%%

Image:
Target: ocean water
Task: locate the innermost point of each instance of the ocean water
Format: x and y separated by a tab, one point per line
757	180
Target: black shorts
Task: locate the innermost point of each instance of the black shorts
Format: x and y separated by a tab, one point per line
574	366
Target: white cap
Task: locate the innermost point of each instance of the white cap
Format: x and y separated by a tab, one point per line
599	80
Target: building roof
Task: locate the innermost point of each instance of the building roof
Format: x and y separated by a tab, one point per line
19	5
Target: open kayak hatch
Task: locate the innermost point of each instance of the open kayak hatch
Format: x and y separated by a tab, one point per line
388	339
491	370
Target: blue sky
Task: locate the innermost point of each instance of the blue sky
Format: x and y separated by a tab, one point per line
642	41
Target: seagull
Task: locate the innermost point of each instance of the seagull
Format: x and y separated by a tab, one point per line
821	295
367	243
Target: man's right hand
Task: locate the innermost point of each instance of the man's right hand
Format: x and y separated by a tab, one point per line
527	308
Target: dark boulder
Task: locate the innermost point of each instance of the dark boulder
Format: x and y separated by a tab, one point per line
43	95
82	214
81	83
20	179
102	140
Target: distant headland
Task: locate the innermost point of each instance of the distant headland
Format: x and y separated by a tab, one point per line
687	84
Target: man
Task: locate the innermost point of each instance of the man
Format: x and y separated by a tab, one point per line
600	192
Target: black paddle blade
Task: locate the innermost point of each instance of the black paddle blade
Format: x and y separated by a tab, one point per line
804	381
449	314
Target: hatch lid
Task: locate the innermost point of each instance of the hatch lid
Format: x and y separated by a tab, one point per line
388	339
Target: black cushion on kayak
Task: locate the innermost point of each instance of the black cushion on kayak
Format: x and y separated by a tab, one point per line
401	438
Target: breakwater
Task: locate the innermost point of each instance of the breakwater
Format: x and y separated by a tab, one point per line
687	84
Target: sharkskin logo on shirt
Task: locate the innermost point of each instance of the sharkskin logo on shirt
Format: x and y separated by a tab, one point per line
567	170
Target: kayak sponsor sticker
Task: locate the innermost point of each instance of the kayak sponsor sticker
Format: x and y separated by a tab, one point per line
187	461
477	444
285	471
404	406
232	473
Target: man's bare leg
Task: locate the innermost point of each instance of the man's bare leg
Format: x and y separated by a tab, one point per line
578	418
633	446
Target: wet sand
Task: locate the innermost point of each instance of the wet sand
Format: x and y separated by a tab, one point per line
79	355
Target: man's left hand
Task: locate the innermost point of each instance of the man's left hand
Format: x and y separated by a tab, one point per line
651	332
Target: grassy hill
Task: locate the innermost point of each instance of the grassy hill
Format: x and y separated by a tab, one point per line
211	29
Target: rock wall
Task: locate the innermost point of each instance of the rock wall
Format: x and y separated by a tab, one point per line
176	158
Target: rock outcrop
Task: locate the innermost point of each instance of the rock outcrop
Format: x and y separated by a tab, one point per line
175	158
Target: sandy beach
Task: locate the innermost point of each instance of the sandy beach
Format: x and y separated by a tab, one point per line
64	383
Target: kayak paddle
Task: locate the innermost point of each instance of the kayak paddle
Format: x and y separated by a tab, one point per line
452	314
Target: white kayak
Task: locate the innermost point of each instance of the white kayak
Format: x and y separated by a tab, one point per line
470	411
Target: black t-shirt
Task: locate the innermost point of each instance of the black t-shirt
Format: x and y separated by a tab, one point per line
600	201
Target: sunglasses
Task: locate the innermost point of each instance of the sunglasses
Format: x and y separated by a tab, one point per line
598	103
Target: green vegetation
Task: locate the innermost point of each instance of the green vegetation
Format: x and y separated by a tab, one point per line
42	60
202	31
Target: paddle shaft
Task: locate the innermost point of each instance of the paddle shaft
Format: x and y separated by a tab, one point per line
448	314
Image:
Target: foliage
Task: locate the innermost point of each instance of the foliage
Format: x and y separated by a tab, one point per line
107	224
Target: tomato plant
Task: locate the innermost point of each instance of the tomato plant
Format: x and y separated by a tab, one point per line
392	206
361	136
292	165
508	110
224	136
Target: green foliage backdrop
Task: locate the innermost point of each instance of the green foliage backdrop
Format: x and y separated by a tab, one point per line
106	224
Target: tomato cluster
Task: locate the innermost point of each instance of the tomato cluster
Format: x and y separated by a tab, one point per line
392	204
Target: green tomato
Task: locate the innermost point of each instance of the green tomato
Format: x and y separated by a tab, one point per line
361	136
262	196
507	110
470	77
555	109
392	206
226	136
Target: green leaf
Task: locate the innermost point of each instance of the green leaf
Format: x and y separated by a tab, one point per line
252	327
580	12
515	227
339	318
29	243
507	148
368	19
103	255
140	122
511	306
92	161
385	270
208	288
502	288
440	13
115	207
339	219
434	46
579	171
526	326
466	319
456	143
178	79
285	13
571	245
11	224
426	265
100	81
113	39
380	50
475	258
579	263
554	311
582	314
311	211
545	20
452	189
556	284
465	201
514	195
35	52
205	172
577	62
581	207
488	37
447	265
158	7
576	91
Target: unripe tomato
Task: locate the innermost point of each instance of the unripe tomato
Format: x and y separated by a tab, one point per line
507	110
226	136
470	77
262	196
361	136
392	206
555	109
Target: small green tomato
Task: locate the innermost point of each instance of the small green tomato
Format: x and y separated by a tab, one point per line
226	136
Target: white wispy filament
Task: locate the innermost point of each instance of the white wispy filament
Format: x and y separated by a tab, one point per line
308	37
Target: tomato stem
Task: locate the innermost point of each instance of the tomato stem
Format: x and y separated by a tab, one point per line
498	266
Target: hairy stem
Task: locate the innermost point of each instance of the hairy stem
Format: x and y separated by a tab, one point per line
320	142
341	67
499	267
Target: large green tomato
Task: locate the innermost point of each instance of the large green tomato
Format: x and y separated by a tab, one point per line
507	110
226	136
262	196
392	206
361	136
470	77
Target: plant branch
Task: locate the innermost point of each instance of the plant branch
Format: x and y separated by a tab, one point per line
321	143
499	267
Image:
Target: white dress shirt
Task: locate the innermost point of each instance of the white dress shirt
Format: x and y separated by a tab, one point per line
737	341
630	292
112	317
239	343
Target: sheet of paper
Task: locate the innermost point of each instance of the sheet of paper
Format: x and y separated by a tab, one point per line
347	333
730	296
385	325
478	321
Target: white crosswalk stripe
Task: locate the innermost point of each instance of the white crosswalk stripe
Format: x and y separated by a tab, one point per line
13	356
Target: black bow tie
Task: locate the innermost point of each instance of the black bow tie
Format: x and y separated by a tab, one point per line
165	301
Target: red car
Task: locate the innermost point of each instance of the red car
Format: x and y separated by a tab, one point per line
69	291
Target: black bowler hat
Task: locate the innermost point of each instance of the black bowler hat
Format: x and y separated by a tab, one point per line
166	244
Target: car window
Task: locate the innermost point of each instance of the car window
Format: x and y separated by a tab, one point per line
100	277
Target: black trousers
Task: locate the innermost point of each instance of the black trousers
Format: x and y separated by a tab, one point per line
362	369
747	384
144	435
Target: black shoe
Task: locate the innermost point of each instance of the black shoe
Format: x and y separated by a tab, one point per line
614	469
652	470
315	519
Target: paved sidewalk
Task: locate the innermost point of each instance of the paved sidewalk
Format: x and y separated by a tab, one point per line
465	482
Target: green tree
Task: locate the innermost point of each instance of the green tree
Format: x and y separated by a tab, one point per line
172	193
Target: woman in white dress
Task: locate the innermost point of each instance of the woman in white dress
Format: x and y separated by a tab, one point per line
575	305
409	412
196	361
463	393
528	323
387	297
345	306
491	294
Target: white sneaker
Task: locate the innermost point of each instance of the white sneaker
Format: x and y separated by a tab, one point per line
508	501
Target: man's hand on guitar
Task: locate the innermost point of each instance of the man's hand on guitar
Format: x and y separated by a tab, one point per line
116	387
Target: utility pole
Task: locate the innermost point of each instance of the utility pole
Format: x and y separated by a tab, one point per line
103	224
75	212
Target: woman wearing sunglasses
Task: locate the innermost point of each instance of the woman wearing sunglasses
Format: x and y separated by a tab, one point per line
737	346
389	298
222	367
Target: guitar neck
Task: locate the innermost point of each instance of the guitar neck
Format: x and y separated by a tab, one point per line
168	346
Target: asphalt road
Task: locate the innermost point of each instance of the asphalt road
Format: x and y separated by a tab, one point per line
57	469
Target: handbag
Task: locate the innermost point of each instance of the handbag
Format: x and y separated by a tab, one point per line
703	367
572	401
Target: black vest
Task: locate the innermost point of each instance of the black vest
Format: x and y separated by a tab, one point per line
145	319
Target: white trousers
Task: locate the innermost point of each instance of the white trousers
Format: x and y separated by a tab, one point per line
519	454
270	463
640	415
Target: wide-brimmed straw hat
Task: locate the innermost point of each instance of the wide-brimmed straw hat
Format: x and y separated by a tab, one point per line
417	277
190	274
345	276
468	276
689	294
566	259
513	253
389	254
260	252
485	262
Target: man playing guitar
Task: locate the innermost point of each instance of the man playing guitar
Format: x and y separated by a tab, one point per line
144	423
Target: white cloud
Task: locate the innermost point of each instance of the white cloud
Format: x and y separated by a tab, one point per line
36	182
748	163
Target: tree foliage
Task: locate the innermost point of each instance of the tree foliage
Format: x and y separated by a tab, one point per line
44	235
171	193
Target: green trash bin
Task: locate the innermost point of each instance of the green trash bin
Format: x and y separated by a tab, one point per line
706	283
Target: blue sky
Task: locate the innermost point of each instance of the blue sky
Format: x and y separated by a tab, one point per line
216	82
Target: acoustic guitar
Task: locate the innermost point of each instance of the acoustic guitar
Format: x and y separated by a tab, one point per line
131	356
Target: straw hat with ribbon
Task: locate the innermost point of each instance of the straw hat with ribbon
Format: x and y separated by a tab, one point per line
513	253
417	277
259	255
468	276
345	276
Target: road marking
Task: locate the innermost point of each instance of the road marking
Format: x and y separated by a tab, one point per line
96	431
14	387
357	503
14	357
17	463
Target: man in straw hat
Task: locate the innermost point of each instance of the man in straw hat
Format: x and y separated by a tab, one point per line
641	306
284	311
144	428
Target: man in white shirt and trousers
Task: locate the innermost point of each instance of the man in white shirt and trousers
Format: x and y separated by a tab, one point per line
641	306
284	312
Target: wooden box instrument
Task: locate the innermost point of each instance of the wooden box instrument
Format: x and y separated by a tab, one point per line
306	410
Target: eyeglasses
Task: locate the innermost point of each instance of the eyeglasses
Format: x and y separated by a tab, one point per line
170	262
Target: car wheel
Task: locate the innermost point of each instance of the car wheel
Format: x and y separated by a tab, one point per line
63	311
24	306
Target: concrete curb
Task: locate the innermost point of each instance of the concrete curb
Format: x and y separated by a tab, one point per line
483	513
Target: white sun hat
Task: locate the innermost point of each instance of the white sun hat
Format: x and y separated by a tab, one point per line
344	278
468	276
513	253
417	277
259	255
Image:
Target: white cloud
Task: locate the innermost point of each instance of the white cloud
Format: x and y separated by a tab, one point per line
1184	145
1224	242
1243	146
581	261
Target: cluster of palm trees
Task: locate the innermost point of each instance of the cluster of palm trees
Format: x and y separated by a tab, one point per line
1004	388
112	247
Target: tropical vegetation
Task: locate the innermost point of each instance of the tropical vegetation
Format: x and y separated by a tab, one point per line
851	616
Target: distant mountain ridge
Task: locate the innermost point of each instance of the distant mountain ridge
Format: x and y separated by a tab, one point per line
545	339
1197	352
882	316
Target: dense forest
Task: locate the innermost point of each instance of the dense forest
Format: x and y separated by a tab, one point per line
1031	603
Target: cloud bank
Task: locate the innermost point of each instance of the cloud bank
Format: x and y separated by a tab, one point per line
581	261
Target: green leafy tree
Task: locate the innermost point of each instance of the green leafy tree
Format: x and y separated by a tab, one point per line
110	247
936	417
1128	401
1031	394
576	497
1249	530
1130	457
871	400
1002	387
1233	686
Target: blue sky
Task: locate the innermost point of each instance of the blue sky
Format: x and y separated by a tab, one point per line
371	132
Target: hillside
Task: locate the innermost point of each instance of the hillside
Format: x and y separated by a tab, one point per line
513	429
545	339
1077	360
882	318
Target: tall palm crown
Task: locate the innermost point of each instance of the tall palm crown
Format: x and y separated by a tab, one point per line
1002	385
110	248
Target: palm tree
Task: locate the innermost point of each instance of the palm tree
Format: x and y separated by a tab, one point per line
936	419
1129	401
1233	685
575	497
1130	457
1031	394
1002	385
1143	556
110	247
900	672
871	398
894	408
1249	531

%%

PROMPT –
Begin at the line that has "Target: palm tree" and continue through the end of the items. Give those lines again, replacing "innermost point" with "center point" and leaving everything else unchanged.

RESULT –
Target: palm tree
Task: locate the center point of each instance of the palm tree
Format: x and y separated by a tab, one point per line
936	419
1129	401
1233	685
575	497
1130	457
1031	394
1002	385
1143	556
110	247
900	672
871	398
894	408
1249	531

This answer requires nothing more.